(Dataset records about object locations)
----

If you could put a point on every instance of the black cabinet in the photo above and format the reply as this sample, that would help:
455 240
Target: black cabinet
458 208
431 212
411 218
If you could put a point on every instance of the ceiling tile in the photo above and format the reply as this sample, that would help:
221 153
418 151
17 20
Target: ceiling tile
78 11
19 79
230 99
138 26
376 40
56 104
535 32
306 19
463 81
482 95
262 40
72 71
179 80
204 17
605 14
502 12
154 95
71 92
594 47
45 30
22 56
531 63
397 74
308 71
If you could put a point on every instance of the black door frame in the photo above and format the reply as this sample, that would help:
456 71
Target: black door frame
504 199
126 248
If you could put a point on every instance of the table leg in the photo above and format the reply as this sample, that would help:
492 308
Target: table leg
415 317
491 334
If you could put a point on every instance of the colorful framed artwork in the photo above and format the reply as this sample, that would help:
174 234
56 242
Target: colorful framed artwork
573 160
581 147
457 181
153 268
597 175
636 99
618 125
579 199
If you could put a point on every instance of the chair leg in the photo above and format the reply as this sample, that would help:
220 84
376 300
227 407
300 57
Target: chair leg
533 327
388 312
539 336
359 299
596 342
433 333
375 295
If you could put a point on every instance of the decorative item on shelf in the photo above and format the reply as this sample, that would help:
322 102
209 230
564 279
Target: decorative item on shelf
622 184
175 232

----

▶ **Directive**:
Transcribe the data above in full, exactly.

▶ **Solution for this task**:
If you could put a point on every instance of the black cabinet in the photo above and format the reply as this sample, that would help:
455 240
Target: black cabinet
458 208
431 212
411 218
If you could put a point on every instance of the ceiling tile in the photo above and format the reply as this sample, that would help:
221 153
418 151
17 20
Target: ceiling tile
78 11
19 79
230 99
138 26
376 40
56 104
535 32
306 19
463 81
482 95
262 40
72 71
179 80
204 17
605 14
502 12
154 95
71 92
594 47
45 30
22 56
531 63
397 74
308 71
If you could put a point on every instance of the black door frame in the photo above and format the reply as this sample, that would help:
456 71
Target: black door frame
504 199
126 248
If you could put a point on every instance of the table leg in the photo above and format the reply as this sample, that would help:
492 308
Target: table leg
415 317
491 334
If you could put a point on every instance of the colorful framed artwork in the photo above and format the reply as this sample, that would help:
174 234
56 242
Target: colorful framed artwork
573 160
581 147
457 181
153 268
597 175
636 99
618 125
579 199
If you could put a point on every instance of the chair leg in the photo above and format the reply as this sample, that would help:
220 84
376 300
227 407
300 57
Target: chair leg
533 327
388 312
539 336
359 299
596 342
433 333
375 295
If you could put a point on every instance of the decorative item on shelf in the photo above and format the reply as this sample, that would help:
322 102
209 230
564 279
Target: decorative item on shelf
622 184
175 232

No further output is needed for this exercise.